Trecho citado –
__________
Revista Veja
A CPI do MEC não sai porque a bola está com
a velha guarda da velhíssima política
Um dos cacoetes mais frequentes na
avaliação sobre a competência de políticos é o de levar em conta resultados
obtidos ignorando os métodos adotados. Quando a pessoa alcança êxitos
repetidos, confere-se a ela condecoração máxima no quesito “habilidade política”
e por isso passa a ser celebrada.
Aceita-se, assim, que os fins justificam os
meios, costume condenado na teoria, mas muito festejado na prática. Tal
celebração da esperteza em prejuízo do critério da boa conduta entre nós é um
hábito, cujo prazo de validade expira quando algum escândalo dá um tombo no
esperto.
Os exemplos estão aí. Tanto dos que tiveram
a carreira encerrada quanto daqueles cuja reabilitação confirma o dito: alguns
fundos de poço na política têm molas. E há também os que, depois de uma vida
dedicada a expedientes escusos de menor porte, obtêm sucesso no repúdio a
grandes malandragens, mas se juntam aos seus autores quando a necessidade bate
à porta.
__________
Aplique a leitura –
**A.** De acordo com o trecho citado, em que momento expira o prazo de validade do hábito de celebrar a esperteza?
**B.** Enumere todos os grupos de políticos que o trecho citado apresenta como exemplos no parágrafo iniciado por "Os exemplos estão aí".
**C.** Reescreva a passagem do trecho citado que vai de "Revista Veja" até "a ser celebrada.", trocando "resultados" por "ganhos".

(Entradas do conjunto de dados)
__________
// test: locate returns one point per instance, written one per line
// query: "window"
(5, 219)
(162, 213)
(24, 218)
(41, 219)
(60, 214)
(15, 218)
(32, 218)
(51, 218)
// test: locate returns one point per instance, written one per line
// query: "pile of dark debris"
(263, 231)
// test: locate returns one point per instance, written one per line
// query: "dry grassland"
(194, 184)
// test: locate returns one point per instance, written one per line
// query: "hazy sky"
__________
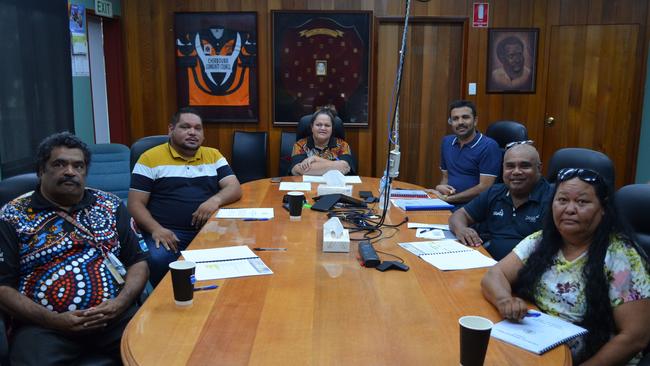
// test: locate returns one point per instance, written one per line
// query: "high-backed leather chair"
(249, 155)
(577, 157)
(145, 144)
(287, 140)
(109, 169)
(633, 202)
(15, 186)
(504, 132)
__________
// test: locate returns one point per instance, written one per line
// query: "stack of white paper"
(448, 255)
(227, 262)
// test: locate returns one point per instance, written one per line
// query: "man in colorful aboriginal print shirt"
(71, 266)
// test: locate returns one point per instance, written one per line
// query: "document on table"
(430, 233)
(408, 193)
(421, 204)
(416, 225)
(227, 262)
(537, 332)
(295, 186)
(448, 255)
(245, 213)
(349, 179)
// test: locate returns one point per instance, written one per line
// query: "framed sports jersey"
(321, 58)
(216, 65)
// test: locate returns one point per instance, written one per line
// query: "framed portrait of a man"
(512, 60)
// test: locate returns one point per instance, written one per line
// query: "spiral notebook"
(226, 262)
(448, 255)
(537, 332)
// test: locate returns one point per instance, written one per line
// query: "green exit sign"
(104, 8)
__________
Respostas das tarefas –
**A.** Quando algum escândalo dá um tombo no esperto.

**B.**
- Os que tiveram a carreira encerrada.
- Aqueles cuja reabilitação confirma o dito de que alguns fundos de poço na política têm molas.
- Os que, depois de uma vida dedicada a expedientes escusos de menor porte, obtêm sucesso no repúdio a grandes malandragens, mas se juntam aos seus autores quando a necessidade bate à porta.

**C.**
Revista Veja
A CPI do MEC não sai porque a bola está com
a velha guarda da velhíssima política
Um dos cacoetes mais frequentes na
avaliação sobre a competência de políticos é o de levar em conta ganhos
obtidos ignorando os métodos adotados. Quando a pessoa alcança êxitos
repetidos, confere-se a ela condecoração máxima no quesito “habilidade política”
e por isso passa a ser celebrada.